__Exercise inputs__:
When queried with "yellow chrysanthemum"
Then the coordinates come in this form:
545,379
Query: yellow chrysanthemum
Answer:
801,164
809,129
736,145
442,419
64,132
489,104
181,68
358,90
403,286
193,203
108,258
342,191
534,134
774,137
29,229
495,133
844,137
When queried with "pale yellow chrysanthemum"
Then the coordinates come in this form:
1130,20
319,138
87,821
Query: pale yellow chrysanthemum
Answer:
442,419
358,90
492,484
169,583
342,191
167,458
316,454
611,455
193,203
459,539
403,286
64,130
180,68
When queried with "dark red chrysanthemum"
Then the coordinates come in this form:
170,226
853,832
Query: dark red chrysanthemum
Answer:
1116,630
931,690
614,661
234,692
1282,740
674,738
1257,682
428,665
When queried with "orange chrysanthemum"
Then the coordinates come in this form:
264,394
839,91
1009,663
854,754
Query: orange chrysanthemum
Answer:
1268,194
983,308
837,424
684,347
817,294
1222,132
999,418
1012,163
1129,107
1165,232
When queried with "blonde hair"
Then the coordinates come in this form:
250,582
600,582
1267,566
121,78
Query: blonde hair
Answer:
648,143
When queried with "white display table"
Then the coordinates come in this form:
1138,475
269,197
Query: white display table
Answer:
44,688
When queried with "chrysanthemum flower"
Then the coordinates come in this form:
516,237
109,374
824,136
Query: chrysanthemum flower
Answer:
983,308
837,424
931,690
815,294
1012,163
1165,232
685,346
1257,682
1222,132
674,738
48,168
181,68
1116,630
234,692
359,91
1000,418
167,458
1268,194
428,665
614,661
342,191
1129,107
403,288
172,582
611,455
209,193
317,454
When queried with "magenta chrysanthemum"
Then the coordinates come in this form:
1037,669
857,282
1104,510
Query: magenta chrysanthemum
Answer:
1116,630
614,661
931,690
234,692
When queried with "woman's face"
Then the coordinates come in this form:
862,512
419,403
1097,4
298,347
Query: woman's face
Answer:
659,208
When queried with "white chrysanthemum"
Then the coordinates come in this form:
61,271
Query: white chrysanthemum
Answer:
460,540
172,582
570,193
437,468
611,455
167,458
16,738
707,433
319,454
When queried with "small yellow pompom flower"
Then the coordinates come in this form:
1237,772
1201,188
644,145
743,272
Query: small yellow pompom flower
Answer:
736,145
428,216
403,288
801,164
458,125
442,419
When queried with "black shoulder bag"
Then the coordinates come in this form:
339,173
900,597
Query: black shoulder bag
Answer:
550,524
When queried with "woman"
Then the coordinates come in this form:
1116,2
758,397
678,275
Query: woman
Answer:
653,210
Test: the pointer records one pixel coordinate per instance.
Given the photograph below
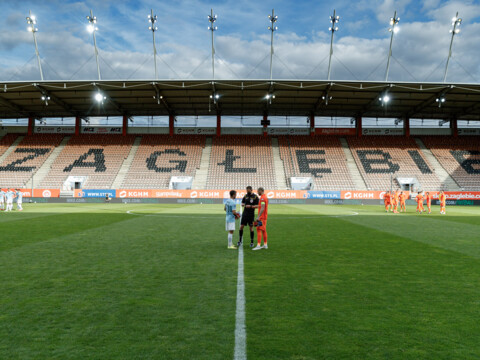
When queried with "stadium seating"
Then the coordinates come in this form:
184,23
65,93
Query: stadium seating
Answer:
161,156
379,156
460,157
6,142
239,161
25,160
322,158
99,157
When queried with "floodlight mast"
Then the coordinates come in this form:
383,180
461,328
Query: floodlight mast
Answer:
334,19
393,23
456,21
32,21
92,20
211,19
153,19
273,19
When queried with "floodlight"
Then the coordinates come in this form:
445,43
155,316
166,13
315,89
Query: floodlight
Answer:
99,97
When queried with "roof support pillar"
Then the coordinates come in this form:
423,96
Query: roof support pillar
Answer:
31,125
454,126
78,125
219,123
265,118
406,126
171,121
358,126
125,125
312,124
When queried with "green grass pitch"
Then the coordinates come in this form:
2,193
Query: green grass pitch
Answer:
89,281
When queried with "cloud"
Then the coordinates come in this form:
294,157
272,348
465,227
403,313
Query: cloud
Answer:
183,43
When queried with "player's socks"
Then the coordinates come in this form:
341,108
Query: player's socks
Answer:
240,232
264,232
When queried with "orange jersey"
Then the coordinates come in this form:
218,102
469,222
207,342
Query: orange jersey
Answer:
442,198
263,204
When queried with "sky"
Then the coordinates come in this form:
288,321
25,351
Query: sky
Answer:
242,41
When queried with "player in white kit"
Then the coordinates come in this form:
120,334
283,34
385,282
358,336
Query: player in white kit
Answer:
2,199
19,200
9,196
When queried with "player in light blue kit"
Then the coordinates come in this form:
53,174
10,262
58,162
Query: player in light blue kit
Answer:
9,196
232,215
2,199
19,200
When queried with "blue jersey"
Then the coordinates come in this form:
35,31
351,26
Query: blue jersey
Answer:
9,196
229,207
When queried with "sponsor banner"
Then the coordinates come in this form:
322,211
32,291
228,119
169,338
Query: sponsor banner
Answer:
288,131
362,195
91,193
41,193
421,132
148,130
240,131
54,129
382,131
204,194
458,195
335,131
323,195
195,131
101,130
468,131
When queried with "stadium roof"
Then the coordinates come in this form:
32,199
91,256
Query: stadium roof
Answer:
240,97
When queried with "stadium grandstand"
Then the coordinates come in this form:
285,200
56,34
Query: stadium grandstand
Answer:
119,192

__Given problem__: Gather every line of the listing above that contains the string "dark". Uppercase and lowercase count as different.

__Task output__:
When queried with "dark red chrysanthemum"
Query: dark red chrysanthemum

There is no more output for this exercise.